[Image location labeling entries]
———

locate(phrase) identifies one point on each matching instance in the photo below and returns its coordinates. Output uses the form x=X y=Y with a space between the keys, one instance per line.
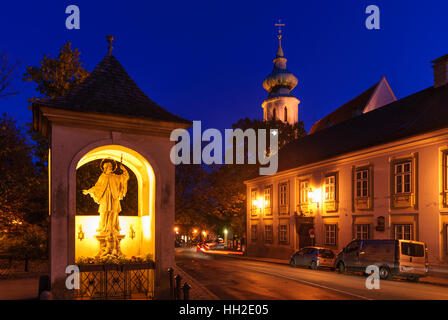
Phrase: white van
x=405 y=258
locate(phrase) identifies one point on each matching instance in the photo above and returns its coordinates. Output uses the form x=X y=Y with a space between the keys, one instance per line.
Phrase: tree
x=57 y=76
x=191 y=200
x=227 y=190
x=7 y=71
x=20 y=236
x=54 y=77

———

## Exercise description:
Copy everything in the records above except the pictures, exactly as written.

## Complete response:
locate(phrase) identifies one point on each matching instance in the photo below and returns its coordinates. Output uses the form x=X y=Y with a space between the keys, one instance per line.
Phrase: white van
x=405 y=258
locate(phrase) identifies one point on each matching instance in the photo above and returns its coordinates. Output uses the form x=X y=Y with a space between the keys, one instance per line.
Phrase: tree
x=57 y=76
x=191 y=200
x=227 y=190
x=7 y=71
x=20 y=236
x=54 y=77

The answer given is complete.